***** DATA SECTION
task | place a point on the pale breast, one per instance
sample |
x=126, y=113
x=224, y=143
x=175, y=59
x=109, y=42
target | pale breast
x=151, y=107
**********
== OBJECTIVE ==
Copy every row above line for line, without changing any characters.

== WRITTEN SOLUTION ==
task | place a point on the pale breast, one per instance
sample |
x=126, y=113
x=224, y=143
x=175, y=59
x=109, y=42
target | pale breast
x=151, y=107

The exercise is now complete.